→ **What you will do**
Find, in the records below, the line that contains "Target: blurred foliage" and the line that contains "Target: flower bud". Copy those two lines and everything between them exactly, but not the pictures.

*** Task data Section Begins ***

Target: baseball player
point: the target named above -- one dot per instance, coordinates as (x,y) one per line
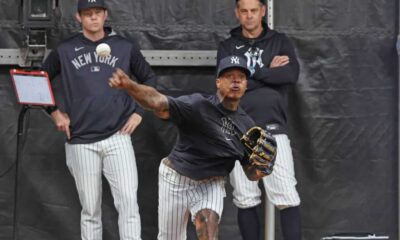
(98,120)
(272,61)
(192,177)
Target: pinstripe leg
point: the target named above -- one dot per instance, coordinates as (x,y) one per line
(246,193)
(172,204)
(121,172)
(281,184)
(84,163)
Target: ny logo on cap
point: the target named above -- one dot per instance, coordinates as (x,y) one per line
(235,60)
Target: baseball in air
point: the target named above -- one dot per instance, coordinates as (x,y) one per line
(103,50)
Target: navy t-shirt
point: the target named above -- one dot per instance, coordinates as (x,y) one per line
(209,136)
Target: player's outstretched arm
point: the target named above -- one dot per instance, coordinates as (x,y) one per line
(252,173)
(148,97)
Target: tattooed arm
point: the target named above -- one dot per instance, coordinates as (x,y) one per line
(148,97)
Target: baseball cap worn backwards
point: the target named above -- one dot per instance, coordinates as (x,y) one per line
(232,62)
(84,4)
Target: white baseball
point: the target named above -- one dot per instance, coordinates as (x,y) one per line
(103,50)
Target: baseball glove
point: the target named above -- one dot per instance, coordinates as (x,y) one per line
(260,147)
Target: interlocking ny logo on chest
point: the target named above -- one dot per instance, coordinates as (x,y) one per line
(227,128)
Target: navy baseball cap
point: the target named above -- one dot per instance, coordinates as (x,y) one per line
(84,4)
(232,62)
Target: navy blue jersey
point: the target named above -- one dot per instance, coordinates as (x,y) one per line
(266,98)
(209,136)
(96,110)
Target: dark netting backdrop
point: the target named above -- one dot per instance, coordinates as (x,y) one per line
(342,116)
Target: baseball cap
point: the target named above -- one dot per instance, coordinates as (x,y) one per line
(232,62)
(84,4)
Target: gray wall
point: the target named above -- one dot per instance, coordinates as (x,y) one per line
(343,116)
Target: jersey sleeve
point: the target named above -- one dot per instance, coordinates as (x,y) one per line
(287,74)
(52,66)
(140,68)
(180,108)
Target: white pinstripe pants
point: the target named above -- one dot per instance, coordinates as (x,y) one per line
(179,195)
(280,185)
(114,157)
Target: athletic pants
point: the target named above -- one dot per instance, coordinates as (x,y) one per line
(114,157)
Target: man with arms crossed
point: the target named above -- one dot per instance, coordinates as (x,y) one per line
(192,177)
(272,61)
(98,121)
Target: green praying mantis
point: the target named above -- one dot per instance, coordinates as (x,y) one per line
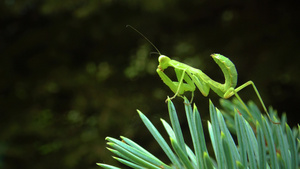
(189,78)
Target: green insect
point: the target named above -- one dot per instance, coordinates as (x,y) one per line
(189,78)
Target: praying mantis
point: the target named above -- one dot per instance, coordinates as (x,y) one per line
(189,78)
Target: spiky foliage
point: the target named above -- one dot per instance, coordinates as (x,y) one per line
(260,144)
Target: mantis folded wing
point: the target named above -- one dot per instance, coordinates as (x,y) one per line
(189,78)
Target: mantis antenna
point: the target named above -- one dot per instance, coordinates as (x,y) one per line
(144,37)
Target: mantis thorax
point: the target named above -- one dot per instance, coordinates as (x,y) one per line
(163,62)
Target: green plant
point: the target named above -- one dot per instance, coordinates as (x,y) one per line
(260,144)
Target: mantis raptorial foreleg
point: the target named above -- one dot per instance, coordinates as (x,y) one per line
(189,77)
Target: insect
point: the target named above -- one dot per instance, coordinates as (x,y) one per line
(189,78)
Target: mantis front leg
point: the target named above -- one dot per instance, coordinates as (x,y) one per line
(178,87)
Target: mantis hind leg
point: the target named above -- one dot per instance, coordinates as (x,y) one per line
(235,92)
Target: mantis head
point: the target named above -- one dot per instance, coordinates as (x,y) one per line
(163,62)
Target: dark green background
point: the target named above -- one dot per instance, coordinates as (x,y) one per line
(72,73)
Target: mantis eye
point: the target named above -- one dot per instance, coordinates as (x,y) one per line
(163,59)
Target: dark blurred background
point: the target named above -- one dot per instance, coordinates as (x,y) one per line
(72,73)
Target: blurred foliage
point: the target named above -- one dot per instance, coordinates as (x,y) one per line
(72,74)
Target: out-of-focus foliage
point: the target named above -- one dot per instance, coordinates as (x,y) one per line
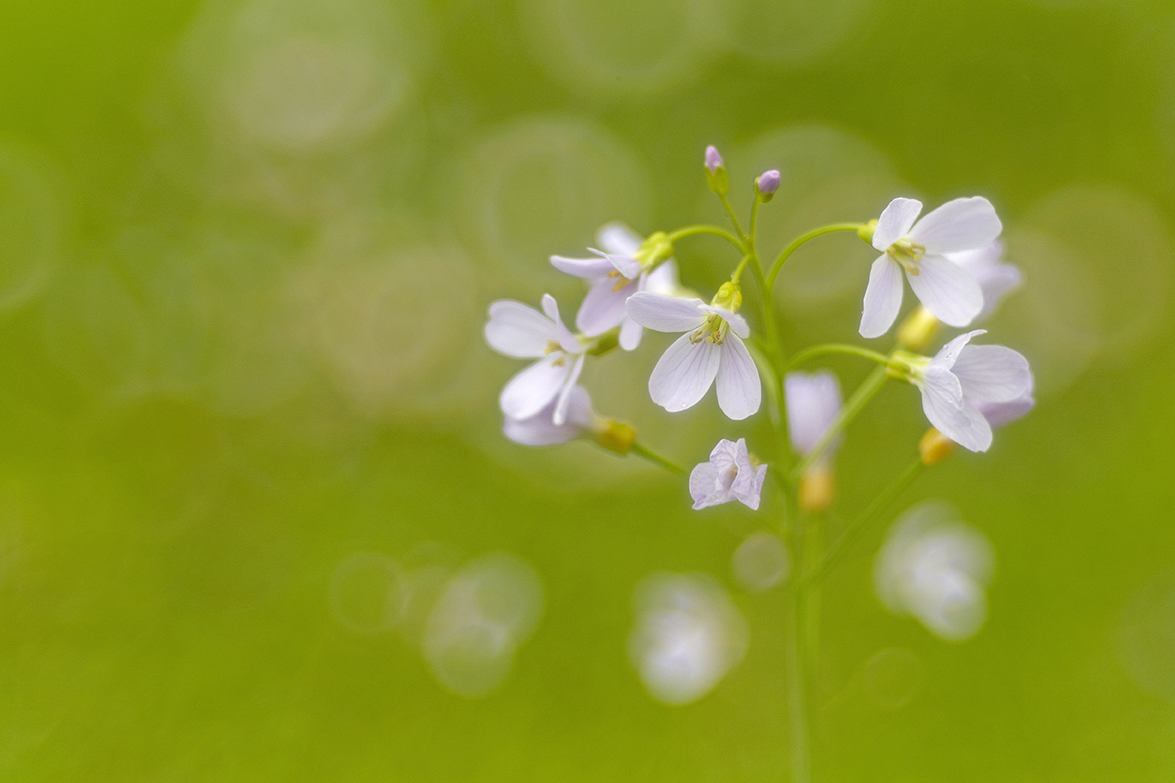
(257,520)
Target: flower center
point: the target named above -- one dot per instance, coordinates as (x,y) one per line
(906,253)
(713,330)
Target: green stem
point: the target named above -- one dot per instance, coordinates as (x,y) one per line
(812,234)
(863,521)
(656,459)
(837,348)
(865,392)
(695,231)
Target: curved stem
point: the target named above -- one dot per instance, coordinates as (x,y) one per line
(837,348)
(656,459)
(812,234)
(695,231)
(865,392)
(863,521)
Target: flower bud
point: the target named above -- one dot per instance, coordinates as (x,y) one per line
(866,232)
(766,185)
(716,172)
(934,447)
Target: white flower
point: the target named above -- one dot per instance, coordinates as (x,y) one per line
(727,476)
(542,430)
(813,403)
(518,330)
(942,286)
(996,280)
(618,273)
(710,349)
(961,377)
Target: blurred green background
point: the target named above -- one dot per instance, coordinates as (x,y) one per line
(257,520)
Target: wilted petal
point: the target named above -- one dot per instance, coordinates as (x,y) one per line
(959,225)
(947,290)
(684,373)
(663,313)
(518,330)
(739,390)
(895,222)
(883,298)
(992,373)
(597,267)
(530,390)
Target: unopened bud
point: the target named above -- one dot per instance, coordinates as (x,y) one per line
(766,185)
(716,172)
(934,447)
(818,487)
(616,436)
(866,232)
(919,328)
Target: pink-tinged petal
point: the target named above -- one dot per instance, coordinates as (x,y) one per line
(530,390)
(947,290)
(739,390)
(518,330)
(684,374)
(618,239)
(737,322)
(959,225)
(630,334)
(603,307)
(895,222)
(663,313)
(992,373)
(704,487)
(561,405)
(883,298)
(588,268)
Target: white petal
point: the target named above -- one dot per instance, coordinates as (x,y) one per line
(947,290)
(737,322)
(588,268)
(704,487)
(603,307)
(518,330)
(739,390)
(663,313)
(959,225)
(895,221)
(992,373)
(630,334)
(883,298)
(529,392)
(561,406)
(684,373)
(618,239)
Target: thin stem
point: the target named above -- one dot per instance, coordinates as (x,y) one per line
(695,231)
(656,459)
(863,521)
(812,234)
(837,348)
(865,392)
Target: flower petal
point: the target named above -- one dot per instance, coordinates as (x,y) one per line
(529,392)
(992,373)
(684,373)
(618,239)
(959,225)
(588,268)
(883,298)
(947,290)
(895,222)
(663,313)
(518,330)
(603,307)
(739,390)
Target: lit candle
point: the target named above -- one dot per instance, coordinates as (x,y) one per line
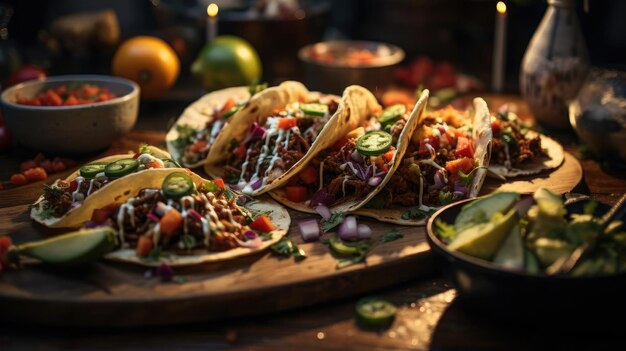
(499,48)
(211,25)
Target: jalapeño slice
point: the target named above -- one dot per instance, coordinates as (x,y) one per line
(169,163)
(391,114)
(342,248)
(314,109)
(375,312)
(177,185)
(121,167)
(231,111)
(374,143)
(90,170)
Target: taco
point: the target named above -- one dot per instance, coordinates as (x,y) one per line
(69,202)
(519,151)
(175,217)
(445,161)
(191,137)
(345,175)
(275,133)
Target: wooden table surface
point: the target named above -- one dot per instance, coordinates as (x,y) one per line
(430,315)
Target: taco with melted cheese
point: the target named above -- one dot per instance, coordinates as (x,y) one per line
(277,132)
(348,173)
(68,202)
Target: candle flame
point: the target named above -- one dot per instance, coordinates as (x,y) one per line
(501,7)
(212,10)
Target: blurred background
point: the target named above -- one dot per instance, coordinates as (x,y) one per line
(443,38)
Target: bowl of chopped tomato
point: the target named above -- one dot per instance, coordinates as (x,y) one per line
(71,114)
(331,66)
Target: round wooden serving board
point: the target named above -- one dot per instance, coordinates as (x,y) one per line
(113,294)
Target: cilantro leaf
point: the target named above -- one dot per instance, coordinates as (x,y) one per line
(334,220)
(416,213)
(445,230)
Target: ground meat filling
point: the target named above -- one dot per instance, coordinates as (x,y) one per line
(149,203)
(522,150)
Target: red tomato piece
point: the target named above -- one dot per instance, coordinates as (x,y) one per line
(464,148)
(287,122)
(263,224)
(308,175)
(18,179)
(297,193)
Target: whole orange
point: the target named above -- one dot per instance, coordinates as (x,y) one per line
(150,62)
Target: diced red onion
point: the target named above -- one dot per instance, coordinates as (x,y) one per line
(309,230)
(323,211)
(153,217)
(322,198)
(523,205)
(348,229)
(195,215)
(356,156)
(363,231)
(373,181)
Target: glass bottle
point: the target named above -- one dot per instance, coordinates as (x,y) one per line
(554,65)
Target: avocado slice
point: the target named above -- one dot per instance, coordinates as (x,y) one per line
(484,240)
(511,253)
(482,209)
(72,248)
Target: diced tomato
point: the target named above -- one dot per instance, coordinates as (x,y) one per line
(433,141)
(27,165)
(464,164)
(18,179)
(219,182)
(263,224)
(464,148)
(388,156)
(340,143)
(58,166)
(287,122)
(46,165)
(170,222)
(199,146)
(35,174)
(308,175)
(240,151)
(144,246)
(39,158)
(297,193)
(496,125)
(227,106)
(100,215)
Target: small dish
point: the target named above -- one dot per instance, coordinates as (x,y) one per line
(483,285)
(75,129)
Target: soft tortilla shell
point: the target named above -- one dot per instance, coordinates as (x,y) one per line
(116,191)
(278,214)
(553,160)
(199,113)
(404,140)
(262,105)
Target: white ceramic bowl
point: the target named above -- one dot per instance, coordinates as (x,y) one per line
(71,129)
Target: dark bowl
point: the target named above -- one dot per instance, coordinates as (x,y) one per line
(484,286)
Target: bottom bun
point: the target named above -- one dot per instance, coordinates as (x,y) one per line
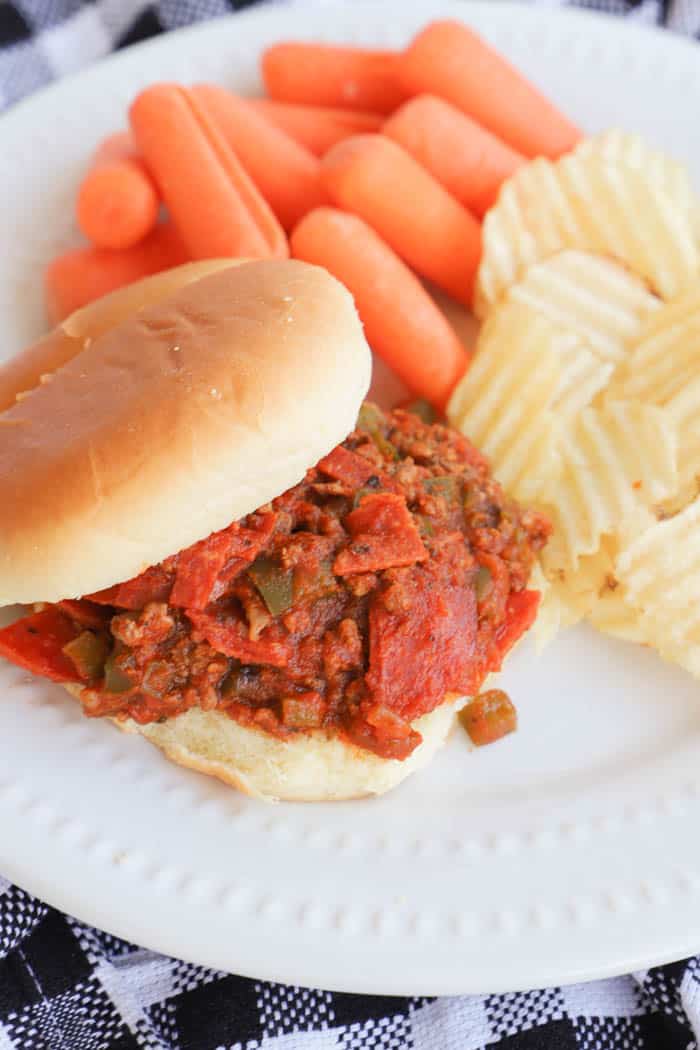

*** Task data Section Ends ***

→ **Result**
Target: blurred foliage
point: the target named above -- one dot per instance, coordinates as (x,y) one per line
(72,74)
Target: out-of-focus foliage
point: the target named above -- one dot per instance, coordinates as (x,y) one per line
(257,520)
Target: flower center
point: the target named above -- one dot per instance, coordinates as (x,y) one per line
(906,253)
(713,330)
Target: green stem
point: the target named above -- one dot per instance, coordinates as (x,y) one per line
(812,234)
(863,521)
(656,459)
(837,348)
(865,392)
(695,231)
Target: curved stem
point: the target named above -- one dot per instance, coordinates as (x,y) one per line
(837,348)
(656,459)
(812,234)
(695,231)
(865,392)
(863,521)
Target: flower bud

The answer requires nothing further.